**Description of the task**
Please write out the records again, starting at the line that contains "Note to the class: indicate the cloud" and ending with the last line of the records, with "dot" swapped for "mark" and nothing else altered.

**Supplied information**
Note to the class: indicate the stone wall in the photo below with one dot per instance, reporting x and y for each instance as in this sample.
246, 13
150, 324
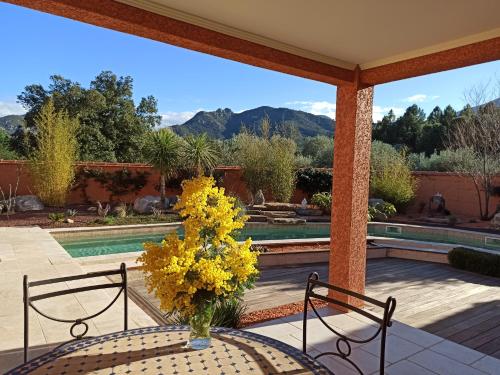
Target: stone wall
460, 195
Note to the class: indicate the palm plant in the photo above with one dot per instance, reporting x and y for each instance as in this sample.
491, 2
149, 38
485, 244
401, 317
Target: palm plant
163, 151
200, 153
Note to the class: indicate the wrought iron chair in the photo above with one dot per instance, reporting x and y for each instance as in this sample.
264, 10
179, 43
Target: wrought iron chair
343, 343
29, 299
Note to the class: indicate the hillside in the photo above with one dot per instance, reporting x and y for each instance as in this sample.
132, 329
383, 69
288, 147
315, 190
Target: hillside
224, 123
11, 122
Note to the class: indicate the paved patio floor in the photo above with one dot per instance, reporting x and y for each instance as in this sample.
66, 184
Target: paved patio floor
410, 351
34, 252
457, 305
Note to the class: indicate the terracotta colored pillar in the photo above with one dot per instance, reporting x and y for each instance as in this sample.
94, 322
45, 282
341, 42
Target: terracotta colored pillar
351, 173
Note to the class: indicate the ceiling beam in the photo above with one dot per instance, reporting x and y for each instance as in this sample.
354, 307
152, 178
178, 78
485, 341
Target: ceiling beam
459, 57
121, 17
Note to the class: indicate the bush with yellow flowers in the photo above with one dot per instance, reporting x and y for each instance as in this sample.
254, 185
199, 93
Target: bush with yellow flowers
208, 264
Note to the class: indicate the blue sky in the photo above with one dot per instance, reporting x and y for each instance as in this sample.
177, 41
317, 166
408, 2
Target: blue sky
36, 45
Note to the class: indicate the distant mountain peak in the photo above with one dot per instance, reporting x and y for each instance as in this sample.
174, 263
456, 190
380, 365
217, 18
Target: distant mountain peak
224, 123
10, 123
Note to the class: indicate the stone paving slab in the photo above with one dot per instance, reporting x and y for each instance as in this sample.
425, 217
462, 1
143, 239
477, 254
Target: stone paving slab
34, 252
409, 351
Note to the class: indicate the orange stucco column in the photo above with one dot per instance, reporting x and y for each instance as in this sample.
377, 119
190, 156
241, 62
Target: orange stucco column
351, 173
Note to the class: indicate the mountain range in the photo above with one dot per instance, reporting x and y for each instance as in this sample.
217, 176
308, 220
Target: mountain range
11, 122
224, 123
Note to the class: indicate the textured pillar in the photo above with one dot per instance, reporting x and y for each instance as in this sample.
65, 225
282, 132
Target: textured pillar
351, 172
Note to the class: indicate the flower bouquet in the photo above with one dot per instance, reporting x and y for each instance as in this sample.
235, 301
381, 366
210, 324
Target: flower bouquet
190, 275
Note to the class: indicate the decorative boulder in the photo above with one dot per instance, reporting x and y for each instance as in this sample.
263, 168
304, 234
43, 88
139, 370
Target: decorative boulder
495, 222
259, 198
28, 203
144, 205
372, 202
171, 201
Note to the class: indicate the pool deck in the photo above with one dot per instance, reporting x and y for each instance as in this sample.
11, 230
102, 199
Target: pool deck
456, 305
444, 293
34, 252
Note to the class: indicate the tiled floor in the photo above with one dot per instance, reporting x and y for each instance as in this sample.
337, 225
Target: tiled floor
410, 351
34, 252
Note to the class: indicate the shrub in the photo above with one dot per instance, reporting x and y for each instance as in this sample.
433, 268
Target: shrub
252, 156
268, 164
319, 149
314, 180
475, 261
56, 217
381, 211
282, 168
228, 313
323, 201
391, 178
446, 160
52, 161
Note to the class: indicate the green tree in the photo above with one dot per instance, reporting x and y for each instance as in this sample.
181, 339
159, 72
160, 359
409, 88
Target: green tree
390, 176
6, 152
111, 128
251, 153
477, 132
163, 151
52, 161
282, 170
201, 154
319, 149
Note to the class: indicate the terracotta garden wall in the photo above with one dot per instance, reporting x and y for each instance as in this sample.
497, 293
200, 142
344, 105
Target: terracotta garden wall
459, 192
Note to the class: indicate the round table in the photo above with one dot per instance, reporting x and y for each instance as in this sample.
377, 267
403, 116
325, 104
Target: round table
160, 350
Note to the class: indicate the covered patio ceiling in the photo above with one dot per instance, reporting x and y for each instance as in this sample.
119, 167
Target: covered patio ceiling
317, 39
352, 44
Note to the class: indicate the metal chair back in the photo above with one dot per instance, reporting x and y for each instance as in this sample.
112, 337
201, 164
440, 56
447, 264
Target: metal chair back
343, 347
28, 300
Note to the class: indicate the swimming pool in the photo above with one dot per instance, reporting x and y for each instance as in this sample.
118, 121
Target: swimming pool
103, 243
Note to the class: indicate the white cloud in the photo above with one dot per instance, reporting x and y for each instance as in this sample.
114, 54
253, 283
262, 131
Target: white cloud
11, 108
329, 109
176, 118
317, 108
420, 98
379, 112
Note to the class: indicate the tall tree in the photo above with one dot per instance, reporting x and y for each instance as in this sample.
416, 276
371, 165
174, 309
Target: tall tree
52, 161
201, 155
112, 127
163, 151
409, 127
477, 132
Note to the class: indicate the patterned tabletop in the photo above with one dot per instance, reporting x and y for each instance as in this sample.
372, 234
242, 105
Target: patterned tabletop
160, 350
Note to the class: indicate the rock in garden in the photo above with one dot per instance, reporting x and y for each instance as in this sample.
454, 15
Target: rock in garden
372, 202
309, 212
495, 222
171, 201
259, 198
277, 206
144, 205
28, 203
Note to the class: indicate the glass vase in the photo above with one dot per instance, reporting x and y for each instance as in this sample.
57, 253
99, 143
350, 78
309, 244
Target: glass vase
199, 335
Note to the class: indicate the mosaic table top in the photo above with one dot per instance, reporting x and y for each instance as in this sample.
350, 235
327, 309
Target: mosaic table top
160, 350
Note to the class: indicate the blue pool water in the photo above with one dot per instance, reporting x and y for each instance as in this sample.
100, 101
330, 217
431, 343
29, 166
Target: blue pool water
112, 244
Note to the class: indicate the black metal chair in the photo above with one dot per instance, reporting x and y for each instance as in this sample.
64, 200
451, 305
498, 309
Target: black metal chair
343, 343
29, 299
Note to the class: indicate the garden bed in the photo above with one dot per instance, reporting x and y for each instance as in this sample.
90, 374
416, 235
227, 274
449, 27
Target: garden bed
83, 218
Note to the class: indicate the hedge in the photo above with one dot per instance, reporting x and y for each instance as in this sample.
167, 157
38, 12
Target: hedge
475, 261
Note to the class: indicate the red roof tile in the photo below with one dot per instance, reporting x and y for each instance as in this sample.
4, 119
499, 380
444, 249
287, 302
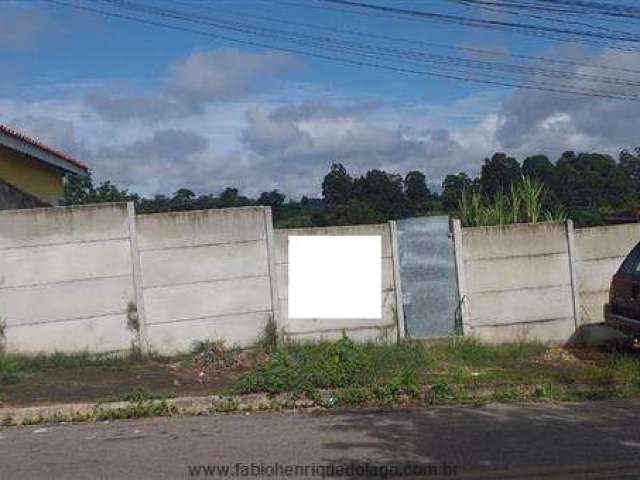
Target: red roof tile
42, 146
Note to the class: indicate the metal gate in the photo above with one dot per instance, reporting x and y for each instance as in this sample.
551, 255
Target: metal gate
428, 276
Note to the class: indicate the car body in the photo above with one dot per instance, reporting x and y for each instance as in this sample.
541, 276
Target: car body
623, 310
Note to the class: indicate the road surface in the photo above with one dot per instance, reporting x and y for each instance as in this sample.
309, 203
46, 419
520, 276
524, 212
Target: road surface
588, 440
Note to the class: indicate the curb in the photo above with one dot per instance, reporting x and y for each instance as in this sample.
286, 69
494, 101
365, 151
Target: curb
257, 402
188, 406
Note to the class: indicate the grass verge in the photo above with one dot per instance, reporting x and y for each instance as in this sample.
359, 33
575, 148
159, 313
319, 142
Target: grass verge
459, 370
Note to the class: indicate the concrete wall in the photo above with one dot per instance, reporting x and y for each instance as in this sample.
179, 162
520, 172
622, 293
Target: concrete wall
358, 329
66, 278
599, 253
205, 275
517, 282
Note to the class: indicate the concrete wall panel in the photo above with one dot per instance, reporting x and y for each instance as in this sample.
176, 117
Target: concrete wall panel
309, 325
555, 331
47, 226
236, 330
208, 299
517, 272
205, 227
64, 263
603, 242
595, 275
513, 240
526, 305
65, 301
197, 264
518, 281
282, 242
316, 328
100, 334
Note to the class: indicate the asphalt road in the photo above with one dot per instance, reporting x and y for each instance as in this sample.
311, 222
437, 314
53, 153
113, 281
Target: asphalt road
589, 440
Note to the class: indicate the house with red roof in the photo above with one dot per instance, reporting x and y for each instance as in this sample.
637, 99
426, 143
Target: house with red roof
32, 174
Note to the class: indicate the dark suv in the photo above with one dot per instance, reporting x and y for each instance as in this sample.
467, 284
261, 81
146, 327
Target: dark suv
623, 310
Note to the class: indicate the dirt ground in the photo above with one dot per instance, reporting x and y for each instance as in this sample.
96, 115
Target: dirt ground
114, 383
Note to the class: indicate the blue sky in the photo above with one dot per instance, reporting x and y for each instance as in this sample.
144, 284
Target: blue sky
155, 109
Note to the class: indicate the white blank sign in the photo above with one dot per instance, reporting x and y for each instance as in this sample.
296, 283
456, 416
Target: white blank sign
335, 277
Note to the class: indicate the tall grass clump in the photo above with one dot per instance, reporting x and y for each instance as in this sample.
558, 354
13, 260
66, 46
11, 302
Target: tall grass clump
522, 204
343, 364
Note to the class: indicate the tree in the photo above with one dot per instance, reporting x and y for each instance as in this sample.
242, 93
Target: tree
80, 190
383, 192
629, 162
273, 199
416, 191
498, 173
539, 167
591, 180
356, 212
231, 198
452, 188
183, 199
337, 186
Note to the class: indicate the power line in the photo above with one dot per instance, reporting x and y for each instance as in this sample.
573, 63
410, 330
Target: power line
337, 51
581, 36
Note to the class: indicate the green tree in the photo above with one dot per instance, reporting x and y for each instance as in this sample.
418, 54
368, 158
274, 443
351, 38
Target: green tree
591, 180
452, 188
81, 190
356, 212
498, 173
630, 164
416, 190
273, 199
337, 186
383, 192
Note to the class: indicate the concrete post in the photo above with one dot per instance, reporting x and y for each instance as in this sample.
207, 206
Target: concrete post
397, 281
575, 287
463, 296
137, 277
273, 272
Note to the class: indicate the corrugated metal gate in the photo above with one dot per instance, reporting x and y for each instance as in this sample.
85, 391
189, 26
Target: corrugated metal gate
428, 275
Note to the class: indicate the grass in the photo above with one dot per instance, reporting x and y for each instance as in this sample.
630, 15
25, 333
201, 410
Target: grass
14, 367
453, 370
522, 204
342, 372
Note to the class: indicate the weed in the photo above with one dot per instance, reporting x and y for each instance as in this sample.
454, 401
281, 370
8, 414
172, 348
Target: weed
268, 339
3, 335
143, 394
10, 371
139, 409
133, 319
441, 389
523, 203
209, 353
342, 365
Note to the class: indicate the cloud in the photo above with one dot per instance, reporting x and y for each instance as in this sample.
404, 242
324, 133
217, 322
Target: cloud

**Solution below**
Note to the class: indicate the cloud in the photo above with one mark per instance, reporting x and y for each instance as in this sample.
404, 242
324, 133
217, 322
Target: cloud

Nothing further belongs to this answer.